━━━ Passage shown ━━━

Why Support Vector Machines for Sentiment Analysis?

Harvey
2 min readMay 16, 2022

Example Language: Python

Defined by Jakkula (2006), a Support Vector Machine (SVM) is a classification and regression prediction tool that uses ML theory to maximize predictive accuracy while automatically avoiding overfitting to the data. SVM can be defined as systems which use hypothesis space of a linear functions in a high dimensional feature space, trained with a learning algorithm from optimization theory that implements a learning bias derived from statistical learning theory.

SVM functions by taking all data points and defining a ‘hyperplane’ to divide the classes. This line is termed the decision boundary. Observations can then be classified based off what side off the decision boundary they fall on.

Advantages:

  • Improved performance when there is a clear margin of separation between classes.
  • Effective in high dimensional spaces.

━━━ Record excerpts ━━━

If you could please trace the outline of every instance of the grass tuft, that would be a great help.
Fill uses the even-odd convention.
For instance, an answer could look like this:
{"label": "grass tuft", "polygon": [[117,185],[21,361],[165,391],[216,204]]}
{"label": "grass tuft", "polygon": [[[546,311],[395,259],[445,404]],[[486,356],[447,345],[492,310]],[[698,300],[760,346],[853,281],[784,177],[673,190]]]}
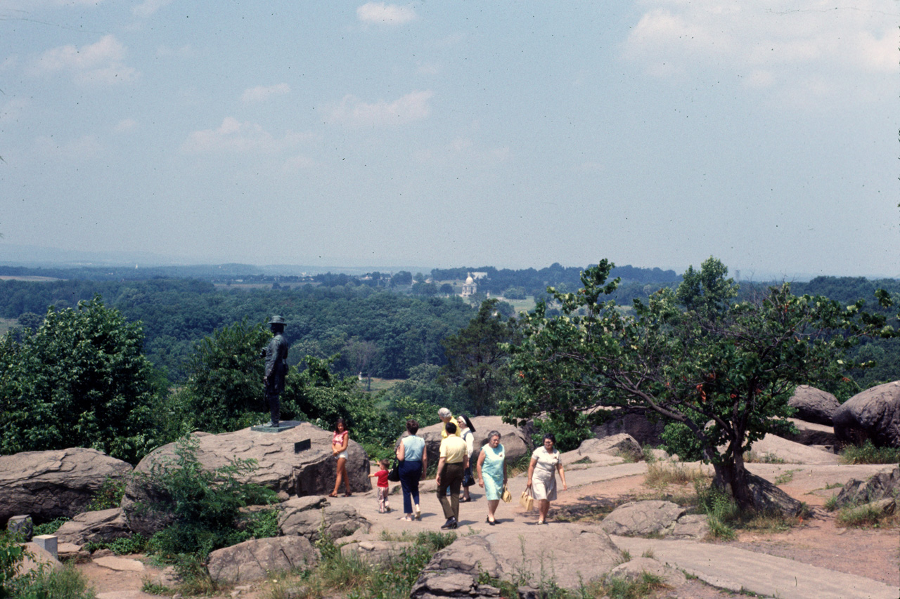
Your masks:
{"label": "grass tuft", "polygon": [[654,461],[647,464],[644,483],[648,487],[666,487],[693,484],[706,478],[698,467],[691,468],[680,462]]}

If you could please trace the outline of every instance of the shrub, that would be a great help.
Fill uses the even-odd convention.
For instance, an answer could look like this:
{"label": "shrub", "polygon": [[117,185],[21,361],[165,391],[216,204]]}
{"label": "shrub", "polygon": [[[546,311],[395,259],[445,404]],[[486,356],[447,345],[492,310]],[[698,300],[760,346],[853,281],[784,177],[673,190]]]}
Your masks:
{"label": "shrub", "polygon": [[247,505],[277,500],[274,491],[238,480],[238,476],[251,472],[256,462],[235,460],[207,470],[197,460],[197,447],[193,437],[182,437],[176,443],[174,457],[154,463],[150,472],[143,475],[145,484],[166,497],[145,509],[170,514],[175,519],[150,539],[151,551],[164,558],[195,554],[203,559],[213,550],[271,532],[271,523],[266,522],[271,516],[240,512]]}
{"label": "shrub", "polygon": [[876,447],[867,439],[862,447],[846,447],[841,451],[841,460],[845,464],[896,464],[900,462],[900,449]]}
{"label": "shrub", "polygon": [[732,524],[741,517],[741,510],[734,500],[715,485],[704,487],[695,483],[700,508],[709,522],[709,534],[714,539],[729,541],[734,538]]}
{"label": "shrub", "polygon": [[839,526],[878,528],[886,520],[887,520],[887,515],[884,511],[878,509],[871,504],[865,504],[842,508],[834,522]]}
{"label": "shrub", "polygon": [[59,569],[40,568],[21,576],[9,585],[10,596],[21,599],[94,599],[96,594],[87,586],[75,566]]}
{"label": "shrub", "polygon": [[97,492],[91,498],[91,503],[87,505],[87,512],[99,512],[113,507],[119,507],[122,497],[125,495],[125,481],[116,480],[106,477],[104,484],[100,486]]}
{"label": "shrub", "polygon": [[42,524],[34,525],[34,536],[39,534],[53,534],[59,527],[68,522],[70,518],[57,518],[56,520],[50,520],[50,522],[45,522]]}
{"label": "shrub", "polygon": [[690,468],[679,462],[654,461],[647,464],[644,483],[650,487],[684,485],[705,479],[706,476],[699,468]]}
{"label": "shrub", "polygon": [[8,586],[18,574],[24,559],[25,550],[18,540],[9,534],[0,534],[0,597],[11,595]]}

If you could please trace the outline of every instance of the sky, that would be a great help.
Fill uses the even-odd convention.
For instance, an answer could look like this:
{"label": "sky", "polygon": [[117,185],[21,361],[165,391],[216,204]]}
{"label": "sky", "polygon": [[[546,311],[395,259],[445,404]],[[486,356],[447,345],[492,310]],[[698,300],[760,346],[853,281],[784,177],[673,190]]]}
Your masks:
{"label": "sky", "polygon": [[900,277],[898,22],[898,0],[0,0],[0,246]]}

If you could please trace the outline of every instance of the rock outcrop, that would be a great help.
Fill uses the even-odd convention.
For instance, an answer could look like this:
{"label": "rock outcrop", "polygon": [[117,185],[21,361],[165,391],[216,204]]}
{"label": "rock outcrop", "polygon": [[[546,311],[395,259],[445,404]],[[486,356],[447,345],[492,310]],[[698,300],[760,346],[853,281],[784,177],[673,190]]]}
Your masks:
{"label": "rock outcrop", "polygon": [[686,512],[670,501],[630,501],[608,514],[600,528],[624,537],[666,536]]}
{"label": "rock outcrop", "polygon": [[796,416],[800,420],[826,426],[831,426],[834,413],[841,407],[841,403],[833,395],[809,385],[797,387],[788,405],[796,410]]}
{"label": "rock outcrop", "polygon": [[67,523],[56,532],[60,543],[86,545],[89,542],[109,542],[121,537],[131,536],[131,530],[122,512],[114,507],[98,512],[84,512]]}
{"label": "rock outcrop", "polygon": [[413,543],[406,541],[360,541],[342,545],[340,552],[345,557],[353,556],[366,564],[388,564],[412,546]]}
{"label": "rock outcrop", "polygon": [[871,441],[900,447],[900,380],[857,393],[834,413],[834,434],[845,445]]}
{"label": "rock outcrop", "polygon": [[210,553],[207,569],[217,583],[266,578],[269,572],[304,568],[319,561],[319,552],[304,537],[251,539]]}
{"label": "rock outcrop", "polygon": [[575,589],[609,572],[619,559],[609,535],[592,525],[545,525],[527,536],[511,528],[490,531],[436,553],[410,597],[499,596],[496,587],[479,582],[482,573],[520,586]]}
{"label": "rock outcrop", "polygon": [[878,472],[865,481],[850,478],[835,497],[835,502],[838,505],[860,505],[897,497],[900,497],[900,466]]}
{"label": "rock outcrop", "polygon": [[[309,423],[281,433],[257,433],[245,428],[233,433],[210,434],[194,433],[198,443],[197,460],[208,469],[228,465],[232,460],[252,459],[256,469],[238,477],[242,482],[256,483],[278,491],[283,496],[320,496],[334,488],[338,461],[331,453],[331,432]],[[294,443],[309,440],[310,448],[294,451]],[[165,499],[141,473],[150,471],[153,463],[165,463],[175,455],[175,443],[158,448],[140,460],[125,487],[122,507],[129,525],[136,532],[150,535],[165,527],[165,514],[139,509],[140,505]],[[346,472],[350,488],[364,492],[372,489],[368,478],[370,462],[365,451],[351,438]]]}
{"label": "rock outcrop", "polygon": [[788,418],[796,428],[796,433],[778,434],[788,441],[793,441],[801,445],[817,445],[819,447],[835,447],[838,439],[834,435],[834,427],[825,425],[816,425],[798,418]]}
{"label": "rock outcrop", "polygon": [[591,426],[590,432],[598,439],[626,434],[642,446],[662,444],[662,431],[666,423],[662,418],[652,420],[644,414],[626,414],[610,418],[602,425]]}
{"label": "rock outcrop", "polygon": [[371,523],[352,505],[332,505],[325,497],[294,497],[278,506],[282,534],[302,536],[315,542],[322,533],[331,539],[368,532]]}
{"label": "rock outcrop", "polygon": [[[756,461],[767,460],[787,464],[839,464],[841,459],[832,451],[788,441],[775,434],[767,434],[753,443],[751,451],[744,455]],[[750,460],[748,460],[750,461]]]}
{"label": "rock outcrop", "polygon": [[130,472],[128,462],[81,447],[0,456],[0,523],[24,514],[37,523],[71,518],[107,478],[125,480]]}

━━━

> Task prompt
Please reproduce the passage on support vector machines word for word, starting with "Defined by Jakkula" and going on through "high dimensional spaces.".

> Solution for this problem
Defined by Jakkula (2006), a Support Vector Machine (SVM) is a classification and regression prediction tool that uses ML theory to maximize predictive accuracy while automatically avoiding overfitting to the data. SVM can be defined as systems which use hypothesis space of a linear functions in a high dimensional feature space, trained with a learning algorithm from optimization theory that implements a learning bias derived from statistical learning theory.

SVM functions by taking all data points and defining a ‘hyperplane’ to divide the classes. This line is termed the decision boundary. Observations can then be classified based off what side off the decision boundary they fall on.

Advantages:

  • Improved performance when there is a clear margin of separation between classes.
  • Effective in high dimensional spaces.